The tasks:
1. List every section heading that appears in the fuse end fitting text.
2. According to the fuse end fitting text, what inside the bore of the exhaust control device is designed to engage the fuse end?
3. Write the next part of the fuse end fitting text, picking up after its final sentence.

Source excerpt:
╭──

Abstract:
An end fitting for a high-voltage fuse is disclosed. A conductive end ferrule of the fuse has an enlargement formed near one end thereof, the enlargement having a shoulder remote from the fuse end which defines an exhaust port. The end fitting has a pair of arms with slots for selectively engaging or disengaging a fuse mounting and an externally threaded collar between the arms. The collar has an aperture with a shoulder on the wall thereof which engages the shoulder on the fuse so that the fuse end protrudes from the collar. The collar mates with an exhaust control device having a threaded bore therethrough. The bore contains a lip designed to engage the fuse end. When the fuse is inserted through the aperture in the collar so that the shoulders engage each other, the exhaust control device may be screwed onto the collar to trap the enlargement shoulder and the fuse end between the collar shoulder and the lip thereby mounting the arms to the fuse and closing the exhaust port with the exhaust control device.

Description:
BACKGROUND OF THE INVENTION 
     1. Field of the Invention 
     The present invention relates to a fitting for a circuit-interrupting device and to apparatus for mounting the fitting to the circuit-interrupting device. More specifically, the present invention relates to an end fitting for a high-voltage fuse unit and to apparatus for mounting the end fitting to the fuse unit.

╰──

Recorded information:
╭──

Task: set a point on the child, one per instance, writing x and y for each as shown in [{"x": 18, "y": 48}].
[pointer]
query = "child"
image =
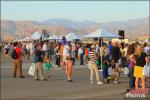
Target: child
[
  {"x": 69, "y": 68},
  {"x": 48, "y": 65}
]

╰──

Task results:
1.
Abstract
Description
BACKGROUND OF THE INVENTION
1. Field of the Invention

2. A lip.

3.
     2. Description of the Prior Art 
     Fuse units of various constructions are well known. Such fuse units include a fusible element, movable arcing rod (or arcing contact), a body of arc-extinguishing material and mechanisms, such as srings, for biasing the arcing rod toward movement. Normally, the fusible element and the arcing rod are connected between conductive end ferrules on the fuse unit to complete a circuit therebetween. Melting of the fusible element in response to an over-current condition permits the biasing mechanism to move the arcing rod through a bore in the arc-extihguishing material. The interaction between the high-voltage arc thereby struck and the arc-extinguishing material ultimately extinguishes the arc. Fuse units generally include an elongated, insulative, tubular body between the conductive end ferrules for housing the various parts thereof. The end ferrules are attachable to appropriate end fittings which are in turn selectively engageable with or disengageable from appropriate fuse mountings spaced insulatively apart on an appropriate structure. The fuse unit, with the end fittings mounted thereon, is referred to as a fuse. 
     The prior art recognizes at least two types of fuses, namely, outdoor and indoor. Outdoor fuses generally have end fittings mounted to their fuse units which may be associated with mountings that permit the fuse to dropout upon operation thereof. Specifically, such end fittings and mountings are designed to permit one of the end fittings to rotate in its associated mounting so that the fuse may rotate about the mounting upon operation of the fuse, thus giving a visual indication of fuse operation. 
     Outdoor fuse operation is generally accompanied by the exhausting or venting of gases from an end of the fuse. The gases may be partially conductive, but this is of little or no concern in outdoor environments since adjacent energized gear is adequately spaced. 
     Outdoor fuses often contain mechanisms at the exhaust end which prevent the entry of rain or other water into the fuse. Such rain or water may prevent proper operation of the fuse. These facilities may take the form of a rain cap selectively attachable to the exhaust end of the fuse which permits the gases to be vented therefrom upon fuse operation, but which prevent rain and water entry.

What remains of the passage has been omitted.